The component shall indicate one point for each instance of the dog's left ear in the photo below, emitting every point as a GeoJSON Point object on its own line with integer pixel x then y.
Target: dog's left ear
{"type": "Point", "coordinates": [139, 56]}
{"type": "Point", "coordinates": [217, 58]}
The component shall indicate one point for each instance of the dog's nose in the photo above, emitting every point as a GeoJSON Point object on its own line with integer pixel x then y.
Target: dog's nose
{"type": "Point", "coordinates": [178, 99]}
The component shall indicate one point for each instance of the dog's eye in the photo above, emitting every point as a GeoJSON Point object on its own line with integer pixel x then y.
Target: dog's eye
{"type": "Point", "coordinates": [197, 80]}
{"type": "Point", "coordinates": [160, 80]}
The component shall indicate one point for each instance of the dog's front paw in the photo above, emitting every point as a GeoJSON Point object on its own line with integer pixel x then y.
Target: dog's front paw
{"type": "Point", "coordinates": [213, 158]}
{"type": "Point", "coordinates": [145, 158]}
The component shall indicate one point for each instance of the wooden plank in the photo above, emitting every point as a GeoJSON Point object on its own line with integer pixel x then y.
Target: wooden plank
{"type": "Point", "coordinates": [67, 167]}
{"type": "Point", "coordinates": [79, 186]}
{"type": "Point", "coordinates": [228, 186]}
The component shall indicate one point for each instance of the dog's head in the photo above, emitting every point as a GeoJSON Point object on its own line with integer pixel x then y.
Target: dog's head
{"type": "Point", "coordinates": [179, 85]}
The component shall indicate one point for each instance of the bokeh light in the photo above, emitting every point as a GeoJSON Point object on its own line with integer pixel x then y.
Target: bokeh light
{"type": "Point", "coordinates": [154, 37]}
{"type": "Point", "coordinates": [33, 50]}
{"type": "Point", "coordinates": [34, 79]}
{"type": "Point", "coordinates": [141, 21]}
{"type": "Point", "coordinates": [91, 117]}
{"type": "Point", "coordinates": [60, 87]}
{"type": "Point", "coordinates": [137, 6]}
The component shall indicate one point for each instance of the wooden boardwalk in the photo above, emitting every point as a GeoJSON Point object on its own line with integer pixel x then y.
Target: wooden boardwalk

* **Stated problem**
Find the line containing "the dog's head", then output it and every line after it to the end of the data, exactly.

* **Answer for this exercise**
The component shall indicate one point for each instance of the dog's head in the photo above, emitting every point as a GeoJSON Point object on its own line with integer pixel x then y.
Target: dog's head
{"type": "Point", "coordinates": [179, 85]}
The component shall indicate one point for each instance of the bokeh light in the photo above, emitting every point as a GeoJSON Point object on its own line with integer pixel x then y.
Target: bokeh light
{"type": "Point", "coordinates": [154, 37]}
{"type": "Point", "coordinates": [33, 50]}
{"type": "Point", "coordinates": [34, 79]}
{"type": "Point", "coordinates": [141, 21]}
{"type": "Point", "coordinates": [91, 117]}
{"type": "Point", "coordinates": [60, 87]}
{"type": "Point", "coordinates": [137, 6]}
The component shall indicate one point for each instance of the wooden boardwalk in the photo above, emitting every point as a GeoJSON Point object on its own line with integer pixel x then y.
Target: wooden boardwalk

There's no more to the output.